● Directions for this task: Rewrite the rows below, from the line containing "# test: for every instance of the white" through the end of the rows, with "biggest" replaced by "largest" and everything else left unchanged.

● Records to use:

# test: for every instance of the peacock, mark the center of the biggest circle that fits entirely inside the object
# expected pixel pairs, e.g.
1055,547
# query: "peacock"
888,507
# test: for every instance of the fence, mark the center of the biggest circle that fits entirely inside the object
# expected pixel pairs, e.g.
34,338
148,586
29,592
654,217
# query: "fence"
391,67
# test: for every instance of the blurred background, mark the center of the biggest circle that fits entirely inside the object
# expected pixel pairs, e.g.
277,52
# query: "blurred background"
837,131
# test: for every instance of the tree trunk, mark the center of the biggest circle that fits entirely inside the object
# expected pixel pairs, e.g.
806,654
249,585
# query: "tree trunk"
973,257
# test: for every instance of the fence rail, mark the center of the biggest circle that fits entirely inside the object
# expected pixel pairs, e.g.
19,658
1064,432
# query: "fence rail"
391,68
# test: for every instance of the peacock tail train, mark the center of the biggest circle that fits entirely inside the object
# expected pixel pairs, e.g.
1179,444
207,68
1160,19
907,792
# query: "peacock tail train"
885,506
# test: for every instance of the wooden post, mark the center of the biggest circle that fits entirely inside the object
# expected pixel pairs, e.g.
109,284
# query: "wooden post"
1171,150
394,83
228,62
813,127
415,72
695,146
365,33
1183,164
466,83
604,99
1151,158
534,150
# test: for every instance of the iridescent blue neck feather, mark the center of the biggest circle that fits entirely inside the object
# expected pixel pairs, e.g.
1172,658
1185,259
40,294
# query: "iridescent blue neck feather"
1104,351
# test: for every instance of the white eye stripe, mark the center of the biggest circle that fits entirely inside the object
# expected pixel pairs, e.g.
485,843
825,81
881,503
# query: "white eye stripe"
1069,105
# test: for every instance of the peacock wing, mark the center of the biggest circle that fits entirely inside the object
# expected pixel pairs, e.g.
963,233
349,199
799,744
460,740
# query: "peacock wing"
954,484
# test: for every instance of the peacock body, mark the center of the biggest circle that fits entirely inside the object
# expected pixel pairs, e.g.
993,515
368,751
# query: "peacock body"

● Completed task:
# test: for every instance of the white eye stripe, mark the center of the largest circle that fits entirely inside the object
# expected pixel pairs, e.g.
485,843
825,81
881,503
# query: "white eye stripe"
1069,105
# test: for every instance of the peacock wing, mark the center of the largest circle that fits entirely inside the object
# expected pixel pairs, e.g.
963,233
349,199
799,744
460,740
# query: "peacock wing"
954,484
# test: for every instance of the peacock body, mark the center of the largest circle that fits entirely inside the object
# expected pixel pairs, e.g.
993,515
368,751
# query: "peacock body"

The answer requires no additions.